**DOCUMENT SEGMENT**

The sampling grid distribution on the workpiece is illustrated in Figure 1. The nine-probe array executes a synchronized scan along the predefined trajectory, enabling each sampling point $C_{ij}$ to be interrogated from nine unique spatial positions. This multi-orientation measurement strategy facilitates redundant data acquisition for subsequent error separation.

For each horizontal probe group (e.g., V₁, V₂, V₃), three collinear probes sequentially measure points along a common row. The acquired displacement data for each row is processed using the error separation algorithm mentioned in this chapter to separate the motion error of the X-direction guide rail R(x) and the workpiece surface shape error S(x) from the probe measurement value. Yielding the workpiece surface shape error matrix $S_{x1}$ after traversing all rows.

$$S_{x1}=\left[\begin{array}{ccccc}0& S_{01}& S_{02}& \dots & S_{0N}\\ S_{10}& S_{11}& S_{12}& \dots & S_{1N}\\ ⋮& ⋮& ⋮& \ddots & ⋮\\ S_{(M-1)0}& S_{\left(M-1\right)1}& S_{\left(M-1\right)2}& \dots & S_{\left(M-1\right)N}\\ S_{M0}& S_{M1}& S_{M2}& \dots & S_{MN}\end{array}\right]$$

(9)

Analogous processes are applied to the remaining two horizontal probe groups, generating matrices $S_{x2}$ and $S_{x3}$. Each matrix $S_{xn}(\mathrm{n}=\mathrm{1,2},3)$ is an $M\times N$ array, where $M$ denotes the number of rows and $N$ denotes the number of sampling points per row.

For vertical measurements, three collinear probes (e.g., V₁, V₄, V₉) sequentially measure points along each column. The same FSTRP algorithm is applied to generate column-wise error-separated matrices $S_{y1}$, $S_{y2}$, and $S_{y3}$. Each matrix $S_{yn}(\mathrm{n}=\mathrm{1,2},3)$ is a $N\times M$ array, transposed to align with the horizontal matrices.

The average workpiece error matrices in the X-direction $S_x$ and Y-direction $S_y$ are computed using weighted averaging:

$$\begin{array}{c}{S}_x={\displaystyle \frac{w_1{S}_{x1}+w_2{S}_{x2}+w_3{S}_{x3}}{w_1+w_2+w_3}}\end{array}$$

(10)

$$\begin{array}{c}{S}_y={\displaystyle \frac{w_1{S}_{y1}+w_2{S}_{y2}+w_3{S}_{y3}}{w_1+w_2+w_3}}\end{array}$$

(11)

**INFORMATION SHOWN**
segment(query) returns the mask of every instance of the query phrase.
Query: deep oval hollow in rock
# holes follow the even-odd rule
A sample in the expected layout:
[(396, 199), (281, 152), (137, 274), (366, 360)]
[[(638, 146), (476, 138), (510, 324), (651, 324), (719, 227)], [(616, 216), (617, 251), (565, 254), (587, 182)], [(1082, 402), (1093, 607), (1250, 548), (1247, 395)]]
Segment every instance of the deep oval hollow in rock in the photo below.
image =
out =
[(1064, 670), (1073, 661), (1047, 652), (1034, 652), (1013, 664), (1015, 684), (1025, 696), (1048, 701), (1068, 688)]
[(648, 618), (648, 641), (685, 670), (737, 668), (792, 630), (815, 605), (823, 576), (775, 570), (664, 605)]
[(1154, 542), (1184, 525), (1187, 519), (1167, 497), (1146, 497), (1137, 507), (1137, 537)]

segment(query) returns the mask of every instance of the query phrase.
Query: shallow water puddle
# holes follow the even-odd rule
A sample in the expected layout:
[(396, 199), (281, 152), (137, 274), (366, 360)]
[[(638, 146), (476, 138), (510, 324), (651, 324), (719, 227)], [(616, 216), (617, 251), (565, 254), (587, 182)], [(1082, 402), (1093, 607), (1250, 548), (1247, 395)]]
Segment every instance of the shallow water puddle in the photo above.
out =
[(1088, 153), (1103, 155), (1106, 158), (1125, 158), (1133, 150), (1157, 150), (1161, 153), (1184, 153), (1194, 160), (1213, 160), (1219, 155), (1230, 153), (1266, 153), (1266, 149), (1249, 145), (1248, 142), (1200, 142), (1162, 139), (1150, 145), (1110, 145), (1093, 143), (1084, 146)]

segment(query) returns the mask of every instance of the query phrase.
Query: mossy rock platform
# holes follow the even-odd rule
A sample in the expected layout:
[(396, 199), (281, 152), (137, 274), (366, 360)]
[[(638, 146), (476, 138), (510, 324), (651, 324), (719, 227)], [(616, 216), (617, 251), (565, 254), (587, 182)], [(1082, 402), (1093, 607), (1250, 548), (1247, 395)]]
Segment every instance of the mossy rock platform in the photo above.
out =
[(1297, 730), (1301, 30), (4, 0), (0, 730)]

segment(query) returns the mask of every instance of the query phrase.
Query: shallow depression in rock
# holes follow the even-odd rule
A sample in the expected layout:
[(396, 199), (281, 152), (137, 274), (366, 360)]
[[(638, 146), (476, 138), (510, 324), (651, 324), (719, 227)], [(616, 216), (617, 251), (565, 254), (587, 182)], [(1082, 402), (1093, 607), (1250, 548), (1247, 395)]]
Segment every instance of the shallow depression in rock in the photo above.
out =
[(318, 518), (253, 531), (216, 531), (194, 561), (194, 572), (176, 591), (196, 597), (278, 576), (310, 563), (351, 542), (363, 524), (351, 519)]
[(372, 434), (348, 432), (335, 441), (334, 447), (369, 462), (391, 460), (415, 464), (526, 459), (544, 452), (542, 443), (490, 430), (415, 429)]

**TASK**
Please write the next part of the passage on multi-probe error separation, picking up right after equation (11). The records have no connection to the passage on multi-probe error separation.

**TASK OUTPUT**
The weights $w_n$ in Equations (10)–(12) are derived from a reliability-based normalization scheme that accounts for both systematic and random errors in each probe group’s measurements. Each probe group undergoes calibration on a certified reference flat (flatness < 0.5 μm) with 100 repeated measurements. Repeatability $R_n$ defined as the standard deviation of repeated measurements, and bias $B_n$ representing the deviation from the known reference value. Formula (12) shows the relationship between the reliability of each probe group and its repeatability ($R_n$) and the deviation from the known reference value ($B_n$).

$${Reliability}_n={\displaystyle \frac{1}{{R_n}^2+{B_n}^2}}$$

(12)

where lower variability and bias yield higher reliability values. The weights $w_n$ are then computed by normalizing these reliability scores by Equation (13), ensuring that more trustworthy data contributes proportionally more to the final error matrix. This approach effectively prioritizes measurements from more reliable probe groups.

$$w_n={\displaystyle \frac{{Reliability}_n}{{\sum }_{k=1}^3{Reliability}_k}}$$

(13)

where weights $w_n$ are determined by the inverse of the variance matrix derived from probe calibration data. Finally, the combined flatness matrix $S_s$ is generated by fusing the X and Y error matrices:

$$S_s={\displaystyle \frac{S_x+{S_y}^T}{2}}$$

(14)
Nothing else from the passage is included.